## THE REQUEST
Can you print, unchanged, every line from the start of the entries through the line containing "[636,201,763,256]", with both of those lines included?

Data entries
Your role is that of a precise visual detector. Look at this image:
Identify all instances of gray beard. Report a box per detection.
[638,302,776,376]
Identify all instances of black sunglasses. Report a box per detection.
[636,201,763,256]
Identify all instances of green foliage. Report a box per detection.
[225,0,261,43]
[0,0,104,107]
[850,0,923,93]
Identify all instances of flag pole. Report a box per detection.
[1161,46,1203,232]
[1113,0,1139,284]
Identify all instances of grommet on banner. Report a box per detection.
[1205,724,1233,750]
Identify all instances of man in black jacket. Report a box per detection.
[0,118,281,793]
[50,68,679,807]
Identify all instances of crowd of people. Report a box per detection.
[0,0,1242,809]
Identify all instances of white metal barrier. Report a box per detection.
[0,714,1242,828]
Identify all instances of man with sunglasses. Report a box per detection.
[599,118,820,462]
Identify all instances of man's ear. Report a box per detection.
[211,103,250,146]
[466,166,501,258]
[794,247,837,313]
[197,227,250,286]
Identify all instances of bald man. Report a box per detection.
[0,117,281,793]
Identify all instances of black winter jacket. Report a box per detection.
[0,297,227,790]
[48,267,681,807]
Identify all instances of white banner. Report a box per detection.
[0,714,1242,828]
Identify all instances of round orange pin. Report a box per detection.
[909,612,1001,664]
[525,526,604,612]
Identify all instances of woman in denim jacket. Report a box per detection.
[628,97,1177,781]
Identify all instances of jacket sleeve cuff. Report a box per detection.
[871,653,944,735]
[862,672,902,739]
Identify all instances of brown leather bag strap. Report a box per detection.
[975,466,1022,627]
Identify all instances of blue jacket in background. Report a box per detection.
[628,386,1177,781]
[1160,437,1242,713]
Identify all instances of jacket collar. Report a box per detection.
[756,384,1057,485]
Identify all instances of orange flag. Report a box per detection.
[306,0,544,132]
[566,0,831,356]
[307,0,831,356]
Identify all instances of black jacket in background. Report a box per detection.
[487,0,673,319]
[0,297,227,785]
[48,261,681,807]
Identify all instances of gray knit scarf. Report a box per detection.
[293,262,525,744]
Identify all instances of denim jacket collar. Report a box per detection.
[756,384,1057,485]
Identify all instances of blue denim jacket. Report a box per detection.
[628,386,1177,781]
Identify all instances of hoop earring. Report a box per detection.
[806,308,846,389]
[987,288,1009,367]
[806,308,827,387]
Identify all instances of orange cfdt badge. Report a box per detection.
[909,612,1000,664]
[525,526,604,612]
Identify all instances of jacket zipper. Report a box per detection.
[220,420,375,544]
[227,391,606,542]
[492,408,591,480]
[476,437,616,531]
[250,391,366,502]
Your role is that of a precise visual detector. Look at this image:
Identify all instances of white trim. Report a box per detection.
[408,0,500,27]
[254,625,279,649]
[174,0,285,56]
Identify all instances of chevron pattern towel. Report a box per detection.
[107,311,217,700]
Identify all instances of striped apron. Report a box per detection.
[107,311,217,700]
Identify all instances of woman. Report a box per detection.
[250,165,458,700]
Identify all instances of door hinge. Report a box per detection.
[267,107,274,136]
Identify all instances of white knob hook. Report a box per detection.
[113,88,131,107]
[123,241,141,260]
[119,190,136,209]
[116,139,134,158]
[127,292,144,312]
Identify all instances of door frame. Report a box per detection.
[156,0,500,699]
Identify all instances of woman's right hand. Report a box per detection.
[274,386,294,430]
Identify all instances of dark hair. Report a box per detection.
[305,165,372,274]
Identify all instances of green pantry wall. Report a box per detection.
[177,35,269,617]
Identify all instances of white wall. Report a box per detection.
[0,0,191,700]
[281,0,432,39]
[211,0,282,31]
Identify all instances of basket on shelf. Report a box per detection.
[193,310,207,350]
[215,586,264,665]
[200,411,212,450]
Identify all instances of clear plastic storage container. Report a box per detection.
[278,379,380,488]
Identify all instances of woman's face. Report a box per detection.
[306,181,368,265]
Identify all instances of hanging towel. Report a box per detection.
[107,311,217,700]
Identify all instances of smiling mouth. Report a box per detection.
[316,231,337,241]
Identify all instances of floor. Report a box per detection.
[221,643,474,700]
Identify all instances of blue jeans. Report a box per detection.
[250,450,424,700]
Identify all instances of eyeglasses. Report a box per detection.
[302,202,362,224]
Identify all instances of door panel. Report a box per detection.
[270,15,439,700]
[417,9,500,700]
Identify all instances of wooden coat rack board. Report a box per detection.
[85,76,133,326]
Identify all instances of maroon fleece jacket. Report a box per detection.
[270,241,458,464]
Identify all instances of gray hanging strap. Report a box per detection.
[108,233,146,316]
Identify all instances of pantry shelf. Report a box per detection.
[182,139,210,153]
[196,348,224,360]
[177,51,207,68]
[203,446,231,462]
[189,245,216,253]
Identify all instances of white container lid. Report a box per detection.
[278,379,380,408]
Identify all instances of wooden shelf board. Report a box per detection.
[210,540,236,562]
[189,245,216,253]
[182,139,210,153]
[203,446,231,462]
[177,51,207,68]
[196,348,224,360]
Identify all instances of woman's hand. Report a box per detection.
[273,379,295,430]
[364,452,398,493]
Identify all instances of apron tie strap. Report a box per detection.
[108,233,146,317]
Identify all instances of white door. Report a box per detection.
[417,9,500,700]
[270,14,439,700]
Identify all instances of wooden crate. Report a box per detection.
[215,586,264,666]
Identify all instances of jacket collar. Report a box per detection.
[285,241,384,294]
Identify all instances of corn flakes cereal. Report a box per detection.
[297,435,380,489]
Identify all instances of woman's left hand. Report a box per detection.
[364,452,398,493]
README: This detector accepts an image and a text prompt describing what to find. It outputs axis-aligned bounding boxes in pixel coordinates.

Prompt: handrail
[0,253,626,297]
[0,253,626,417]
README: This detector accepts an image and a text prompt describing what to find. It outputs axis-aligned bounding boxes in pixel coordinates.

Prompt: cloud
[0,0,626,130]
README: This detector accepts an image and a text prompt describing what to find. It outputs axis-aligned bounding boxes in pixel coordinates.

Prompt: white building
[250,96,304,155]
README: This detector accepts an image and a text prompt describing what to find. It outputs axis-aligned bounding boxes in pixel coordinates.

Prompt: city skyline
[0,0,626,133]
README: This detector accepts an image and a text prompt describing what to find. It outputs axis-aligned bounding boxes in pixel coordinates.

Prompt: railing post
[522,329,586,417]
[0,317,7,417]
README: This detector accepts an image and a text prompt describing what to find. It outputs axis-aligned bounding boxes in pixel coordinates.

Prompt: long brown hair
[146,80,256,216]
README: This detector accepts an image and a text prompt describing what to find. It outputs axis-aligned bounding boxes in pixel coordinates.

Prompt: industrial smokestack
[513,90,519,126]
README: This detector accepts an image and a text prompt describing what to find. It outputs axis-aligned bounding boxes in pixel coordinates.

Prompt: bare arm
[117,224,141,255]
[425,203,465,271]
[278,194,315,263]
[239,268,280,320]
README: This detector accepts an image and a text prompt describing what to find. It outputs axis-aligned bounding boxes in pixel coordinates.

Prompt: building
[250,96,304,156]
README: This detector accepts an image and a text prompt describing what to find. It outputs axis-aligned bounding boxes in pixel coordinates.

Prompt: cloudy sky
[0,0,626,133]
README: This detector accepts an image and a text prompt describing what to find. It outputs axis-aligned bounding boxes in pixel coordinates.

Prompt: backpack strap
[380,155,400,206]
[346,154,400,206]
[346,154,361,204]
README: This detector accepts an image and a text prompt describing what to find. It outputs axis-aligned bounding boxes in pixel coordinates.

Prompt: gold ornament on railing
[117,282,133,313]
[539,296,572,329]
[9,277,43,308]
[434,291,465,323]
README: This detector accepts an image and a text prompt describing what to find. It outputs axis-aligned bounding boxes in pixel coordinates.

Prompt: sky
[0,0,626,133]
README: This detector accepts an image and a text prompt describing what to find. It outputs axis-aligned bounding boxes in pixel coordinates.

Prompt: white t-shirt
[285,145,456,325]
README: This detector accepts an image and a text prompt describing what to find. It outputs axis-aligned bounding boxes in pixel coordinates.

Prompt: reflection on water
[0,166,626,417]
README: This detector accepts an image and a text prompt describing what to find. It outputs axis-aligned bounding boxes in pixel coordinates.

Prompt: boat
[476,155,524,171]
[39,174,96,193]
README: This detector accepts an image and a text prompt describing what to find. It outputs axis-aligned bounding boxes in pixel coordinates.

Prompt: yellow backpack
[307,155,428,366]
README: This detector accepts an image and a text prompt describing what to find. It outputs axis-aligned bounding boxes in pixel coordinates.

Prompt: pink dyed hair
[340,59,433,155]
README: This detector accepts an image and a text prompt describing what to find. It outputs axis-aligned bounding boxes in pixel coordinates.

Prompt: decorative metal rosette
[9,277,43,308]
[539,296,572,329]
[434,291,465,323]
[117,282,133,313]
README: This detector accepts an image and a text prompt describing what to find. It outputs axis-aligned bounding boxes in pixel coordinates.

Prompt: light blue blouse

## ANSWER
Your role is that of a precise visual detector. Look at this image:
Identify all instances of gray beard. Report a box per detection.
[638,302,776,376]
Identify all instances of black sunglasses. Report a box per detection.
[636,201,763,256]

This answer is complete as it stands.